▸ Description of the task:
Edit the material below so that every "rough mask" reads "coarse mask", leaving everything else unchanged.

▸ Saved data entries:
┄┄┄┄┄┄┄┄┄┄┄┄┄┄┄┄┄┄┄┄

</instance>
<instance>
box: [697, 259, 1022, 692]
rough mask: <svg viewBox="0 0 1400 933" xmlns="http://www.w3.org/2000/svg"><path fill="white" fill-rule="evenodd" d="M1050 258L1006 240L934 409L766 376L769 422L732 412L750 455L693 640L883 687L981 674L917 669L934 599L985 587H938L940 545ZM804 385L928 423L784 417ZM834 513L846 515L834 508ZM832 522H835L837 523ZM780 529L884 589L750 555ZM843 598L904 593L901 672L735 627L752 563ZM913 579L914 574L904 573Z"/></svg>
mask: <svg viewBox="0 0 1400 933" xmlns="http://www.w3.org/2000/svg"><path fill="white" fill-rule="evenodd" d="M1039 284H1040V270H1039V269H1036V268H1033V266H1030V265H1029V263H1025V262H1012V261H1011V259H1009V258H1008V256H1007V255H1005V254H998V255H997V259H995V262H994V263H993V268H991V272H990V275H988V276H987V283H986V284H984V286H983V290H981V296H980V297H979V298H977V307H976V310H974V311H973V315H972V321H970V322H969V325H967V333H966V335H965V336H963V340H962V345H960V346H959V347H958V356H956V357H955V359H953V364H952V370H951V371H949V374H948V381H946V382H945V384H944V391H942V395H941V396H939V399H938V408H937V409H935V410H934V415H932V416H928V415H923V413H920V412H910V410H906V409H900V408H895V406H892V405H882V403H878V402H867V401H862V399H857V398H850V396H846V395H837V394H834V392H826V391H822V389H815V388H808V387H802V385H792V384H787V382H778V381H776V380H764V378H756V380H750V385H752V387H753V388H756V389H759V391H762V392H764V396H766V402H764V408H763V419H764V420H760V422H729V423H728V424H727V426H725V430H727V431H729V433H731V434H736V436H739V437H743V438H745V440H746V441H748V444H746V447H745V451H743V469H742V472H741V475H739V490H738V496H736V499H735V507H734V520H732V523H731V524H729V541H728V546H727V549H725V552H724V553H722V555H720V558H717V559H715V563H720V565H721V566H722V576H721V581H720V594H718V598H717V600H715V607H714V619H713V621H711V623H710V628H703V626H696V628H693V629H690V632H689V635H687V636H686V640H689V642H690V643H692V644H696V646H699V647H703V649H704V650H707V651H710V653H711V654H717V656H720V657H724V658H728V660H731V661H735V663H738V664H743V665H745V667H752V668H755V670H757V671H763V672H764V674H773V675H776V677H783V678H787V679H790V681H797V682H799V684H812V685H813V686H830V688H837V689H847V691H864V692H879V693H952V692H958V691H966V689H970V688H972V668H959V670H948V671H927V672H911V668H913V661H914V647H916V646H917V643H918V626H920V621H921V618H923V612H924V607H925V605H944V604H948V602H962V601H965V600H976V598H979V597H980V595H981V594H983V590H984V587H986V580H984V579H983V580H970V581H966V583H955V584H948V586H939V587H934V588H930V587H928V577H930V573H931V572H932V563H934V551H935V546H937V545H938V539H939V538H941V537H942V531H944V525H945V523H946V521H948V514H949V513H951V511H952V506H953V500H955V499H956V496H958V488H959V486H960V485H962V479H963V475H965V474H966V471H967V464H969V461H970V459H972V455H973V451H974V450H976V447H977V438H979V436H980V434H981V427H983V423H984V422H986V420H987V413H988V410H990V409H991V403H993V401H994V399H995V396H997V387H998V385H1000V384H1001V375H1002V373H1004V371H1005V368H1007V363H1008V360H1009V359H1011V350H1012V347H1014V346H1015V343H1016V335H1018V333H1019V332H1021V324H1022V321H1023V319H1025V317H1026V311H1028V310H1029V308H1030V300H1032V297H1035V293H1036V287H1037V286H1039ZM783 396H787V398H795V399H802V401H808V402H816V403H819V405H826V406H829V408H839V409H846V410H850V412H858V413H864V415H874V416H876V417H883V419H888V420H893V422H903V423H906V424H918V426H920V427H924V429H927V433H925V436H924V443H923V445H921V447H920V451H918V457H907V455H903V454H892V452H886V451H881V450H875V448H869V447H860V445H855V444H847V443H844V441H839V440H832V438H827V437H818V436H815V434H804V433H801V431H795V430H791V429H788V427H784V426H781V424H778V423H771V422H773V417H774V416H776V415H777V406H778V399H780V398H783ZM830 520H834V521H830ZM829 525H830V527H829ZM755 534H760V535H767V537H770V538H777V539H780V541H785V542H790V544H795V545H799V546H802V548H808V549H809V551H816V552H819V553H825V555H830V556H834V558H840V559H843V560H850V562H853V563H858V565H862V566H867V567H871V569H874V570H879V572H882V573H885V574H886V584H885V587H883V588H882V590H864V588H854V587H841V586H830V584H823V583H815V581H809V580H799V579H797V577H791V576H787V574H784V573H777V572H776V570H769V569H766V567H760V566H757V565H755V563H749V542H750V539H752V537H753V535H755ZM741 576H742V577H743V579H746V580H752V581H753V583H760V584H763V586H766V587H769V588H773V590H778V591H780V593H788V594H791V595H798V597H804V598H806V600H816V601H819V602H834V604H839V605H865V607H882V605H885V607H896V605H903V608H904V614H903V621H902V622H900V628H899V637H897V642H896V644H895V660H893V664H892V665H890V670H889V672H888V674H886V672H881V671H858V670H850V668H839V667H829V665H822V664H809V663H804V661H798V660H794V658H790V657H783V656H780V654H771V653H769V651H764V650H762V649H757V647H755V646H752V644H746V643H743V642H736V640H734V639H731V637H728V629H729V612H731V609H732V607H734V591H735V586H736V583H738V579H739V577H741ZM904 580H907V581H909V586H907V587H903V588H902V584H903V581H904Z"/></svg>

┄┄┄┄┄┄┄┄┄┄┄┄┄┄┄┄┄┄┄┄

▸ Response below:
</instance>
<instance>
box: [697, 259, 1022, 692]
coarse mask: <svg viewBox="0 0 1400 933" xmlns="http://www.w3.org/2000/svg"><path fill="white" fill-rule="evenodd" d="M1050 258L1006 240L934 409L766 376L769 422L732 412L750 455L693 640L883 687L981 674L917 669L934 599L985 587H938L940 545ZM804 385L928 423L784 417ZM834 513L846 515L834 508ZM832 522H835L837 523ZM780 529L884 589L750 555ZM843 598L904 593L901 672L735 627L752 563ZM913 579L914 574L904 573Z"/></svg>
mask: <svg viewBox="0 0 1400 933" xmlns="http://www.w3.org/2000/svg"><path fill="white" fill-rule="evenodd" d="M1039 284H1040V270H1039V269H1036V268H1033V266H1030V265H1029V263H1025V262H1012V261H1011V259H1009V258H1008V256H1007V255H1005V254H998V255H997V259H995V262H994V263H993V268H991V272H990V275H988V276H987V283H986V284H984V286H983V290H981V296H980V297H979V298H977V307H976V310H974V311H973V315H972V321H970V322H969V325H967V333H966V335H965V336H963V340H962V345H960V346H959V347H958V356H956V357H955V359H953V364H952V370H951V371H949V374H948V381H946V382H945V384H944V391H942V395H941V396H939V399H938V408H937V409H935V410H934V415H932V416H928V415H923V413H920V412H910V410H906V409H900V408H895V406H892V405H882V403H878V402H867V401H862V399H857V398H850V396H846V395H837V394H834V392H826V391H822V389H815V388H808V387H802V385H792V384H787V382H778V381H776V380H764V378H756V380H750V385H752V387H753V388H756V389H759V391H762V392H764V396H766V402H764V408H763V419H764V420H760V422H729V423H728V424H727V426H725V430H727V431H729V433H731V434H736V436H739V437H743V438H745V440H746V441H748V444H746V447H745V451H743V469H742V472H741V475H739V490H738V496H736V499H735V507H734V520H732V523H731V524H729V541H728V546H727V549H725V552H724V553H722V555H720V558H717V559H715V563H720V565H721V566H722V576H721V581H720V594H718V598H717V600H715V607H714V619H713V621H711V623H710V628H703V626H696V628H693V629H690V632H689V635H687V636H686V640H689V642H690V643H692V644H696V646H699V647H703V649H704V650H707V651H710V653H711V654H717V656H720V657H724V658H728V660H731V661H735V663H738V664H743V665H745V667H752V668H755V670H757V671H763V672H764V674H773V675H776V677H783V678H787V679H790V681H797V682H799V684H812V685H813V686H830V688H837V689H847V691H864V692H879V693H952V692H958V691H966V689H970V688H972V668H959V670H948V671H927V672H911V668H913V661H914V647H916V646H917V643H918V626H920V621H921V618H923V612H924V607H925V605H944V604H948V602H962V601H965V600H976V598H979V597H980V595H981V594H983V590H984V587H986V580H984V579H983V580H970V581H966V583H955V584H948V586H939V587H934V588H930V587H928V577H930V573H931V572H932V563H934V551H935V546H937V545H938V539H939V538H941V537H942V531H944V525H945V523H946V521H948V514H949V513H951V511H952V506H953V500H955V499H956V496H958V488H959V486H960V485H962V479H963V475H965V474H966V471H967V464H969V461H970V459H972V455H973V451H974V450H976V447H977V438H979V436H980V434H981V427H983V423H984V422H986V420H987V413H988V410H990V409H991V403H993V401H994V399H995V396H997V387H998V385H1000V384H1001V375H1002V373H1004V371H1005V368H1007V363H1008V360H1009V359H1011V350H1012V347H1014V346H1015V343H1016V335H1018V333H1019V332H1021V324H1022V321H1023V319H1025V317H1026V311H1028V310H1029V308H1030V300H1032V297H1035V293H1036V287H1037V286H1039ZM783 396H787V398H795V399H802V401H808V402H816V403H819V405H826V406H829V408H839V409H846V410H850V412H858V413H864V415H874V416H876V417H883V419H888V420H893V422H903V423H906V424H918V426H920V427H924V429H927V433H925V436H924V443H923V445H921V447H920V451H918V457H907V455H903V454H892V452H886V451H881V450H875V448H869V447H860V445H855V444H847V443H844V441H839V440H832V438H827V437H818V436H815V434H804V433H801V431H795V430H791V429H788V427H784V426H781V424H778V423H771V422H773V417H774V416H776V415H777V406H778V399H780V398H783ZM830 520H834V521H830ZM829 525H830V527H829ZM755 534H760V535H767V537H770V538H777V539H780V541H785V542H790V544H795V545H799V546H802V548H808V549H809V551H816V552H819V553H825V555H830V556H834V558H840V559H843V560H850V562H853V563H858V565H862V566H867V567H871V569H874V570H879V572H882V573H885V574H886V584H885V587H883V588H882V590H864V588H854V587H841V586H830V584H823V583H815V581H809V580H799V579H797V577H791V576H787V574H784V573H777V572H776V570H769V569H766V567H760V566H757V565H755V563H749V542H750V539H752V537H753V535H755ZM741 576H742V577H743V579H746V580H752V581H753V583H760V584H763V586H766V587H769V588H773V590H778V591H780V593H788V594H791V595H798V597H804V598H806V600H816V601H819V602H834V604H839V605H865V607H882V605H885V607H896V605H903V608H904V614H903V621H902V622H900V628H899V637H897V642H896V644H895V660H893V664H892V665H890V670H889V672H888V674H886V672H881V671H858V670H850V668H839V667H829V665H822V664H809V663H804V661H798V660H794V658H790V657H783V656H780V654H771V653H769V651H764V650H762V649H757V647H755V646H752V644H746V643H743V642H736V640H734V639H731V637H728V629H729V612H731V609H732V607H734V591H735V586H736V583H738V579H739V577H741ZM904 580H907V581H909V586H907V587H903V588H902V584H903V581H904Z"/></svg>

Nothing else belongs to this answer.